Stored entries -
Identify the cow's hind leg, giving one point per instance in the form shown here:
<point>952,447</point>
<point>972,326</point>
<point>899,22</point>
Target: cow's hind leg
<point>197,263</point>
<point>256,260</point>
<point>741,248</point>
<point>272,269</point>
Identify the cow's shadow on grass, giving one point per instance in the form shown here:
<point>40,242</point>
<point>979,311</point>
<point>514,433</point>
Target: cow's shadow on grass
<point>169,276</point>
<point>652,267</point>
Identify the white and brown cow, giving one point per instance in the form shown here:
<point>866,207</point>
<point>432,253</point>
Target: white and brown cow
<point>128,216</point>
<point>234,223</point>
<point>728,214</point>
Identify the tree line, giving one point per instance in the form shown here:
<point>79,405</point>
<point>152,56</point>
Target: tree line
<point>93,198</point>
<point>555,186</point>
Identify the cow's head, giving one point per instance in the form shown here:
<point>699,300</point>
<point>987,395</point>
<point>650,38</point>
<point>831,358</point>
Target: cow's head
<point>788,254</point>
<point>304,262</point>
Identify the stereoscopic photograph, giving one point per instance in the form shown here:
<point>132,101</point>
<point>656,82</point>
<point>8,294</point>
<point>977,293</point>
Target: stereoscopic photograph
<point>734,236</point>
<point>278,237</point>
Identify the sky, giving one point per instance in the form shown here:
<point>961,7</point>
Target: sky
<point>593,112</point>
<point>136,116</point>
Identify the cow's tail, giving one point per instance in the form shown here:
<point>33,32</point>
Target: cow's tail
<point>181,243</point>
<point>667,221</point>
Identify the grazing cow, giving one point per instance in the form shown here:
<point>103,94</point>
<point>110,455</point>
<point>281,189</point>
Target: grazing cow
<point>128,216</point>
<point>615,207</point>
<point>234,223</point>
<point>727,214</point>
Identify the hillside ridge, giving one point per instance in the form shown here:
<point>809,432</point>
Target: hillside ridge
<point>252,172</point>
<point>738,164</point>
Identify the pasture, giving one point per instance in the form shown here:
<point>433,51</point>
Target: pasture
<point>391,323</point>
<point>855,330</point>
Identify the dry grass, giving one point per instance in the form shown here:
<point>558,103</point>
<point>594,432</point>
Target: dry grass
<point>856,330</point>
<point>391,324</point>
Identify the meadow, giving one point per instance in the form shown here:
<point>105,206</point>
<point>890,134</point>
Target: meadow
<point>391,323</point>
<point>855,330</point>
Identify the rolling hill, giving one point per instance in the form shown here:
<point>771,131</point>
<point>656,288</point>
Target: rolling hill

TASK DESCRIPTION - Print all of the entries exactly, leaving nothing out.

ANSWER -
Identify the cow's hind leg, giving one point per instance in the form shown here:
<point>952,447</point>
<point>972,326</point>
<point>899,22</point>
Target: cow's hind leg
<point>197,263</point>
<point>256,260</point>
<point>741,248</point>
<point>272,269</point>
Identify the cow's shadow on grass, giving one point per instance in the form shown here:
<point>40,242</point>
<point>979,311</point>
<point>514,433</point>
Target: cow's shadow on grass
<point>169,276</point>
<point>652,267</point>
Identify the white and brown cow, giving one point per instance in the form shown here:
<point>866,207</point>
<point>432,253</point>
Target: white and brown cow
<point>128,216</point>
<point>234,223</point>
<point>728,214</point>
Identify the tree line, giving one point per instance in the form shown here:
<point>79,405</point>
<point>152,56</point>
Target: tree line
<point>93,198</point>
<point>555,186</point>
Identify the cow's head, giving one point per instance in the form shown here:
<point>699,300</point>
<point>987,395</point>
<point>650,38</point>
<point>831,358</point>
Target: cow's head
<point>788,254</point>
<point>304,262</point>
Identify the stereoscopic photograph, giving one point per instance in the form shown here:
<point>132,101</point>
<point>656,82</point>
<point>8,294</point>
<point>977,293</point>
Target: stereoscopic photograph
<point>734,236</point>
<point>278,237</point>
Identify the sky, giving one point per instance in the form shown here:
<point>961,7</point>
Target: sky
<point>593,112</point>
<point>136,116</point>
Identify the cow's tail, giving one point per instance in the form shown here:
<point>33,32</point>
Target: cow's tail
<point>181,243</point>
<point>667,221</point>
Identify the grazing cow, giving one point per instance in the form shown here:
<point>103,94</point>
<point>110,455</point>
<point>281,189</point>
Target: grazing cow
<point>128,216</point>
<point>615,207</point>
<point>234,223</point>
<point>727,214</point>
Identify the hillside ridge, giving one point per instance in the form shown here:
<point>809,432</point>
Target: hillside ridge
<point>252,172</point>
<point>738,164</point>
Identify the pasture, giving one point per instance in the form shown here:
<point>433,51</point>
Target: pasture
<point>391,323</point>
<point>855,330</point>
Identify the dry grass, giving one point per instance in the form shown here:
<point>558,103</point>
<point>594,432</point>
Target: dry grass
<point>856,330</point>
<point>391,324</point>
Identify the meadow, giving one point per instance in the form shown here:
<point>105,206</point>
<point>890,134</point>
Target: meadow
<point>391,323</point>
<point>855,330</point>
Identify the rolling hill, giving one point per instance in the form shown here:
<point>771,131</point>
<point>656,288</point>
Target: rolling hill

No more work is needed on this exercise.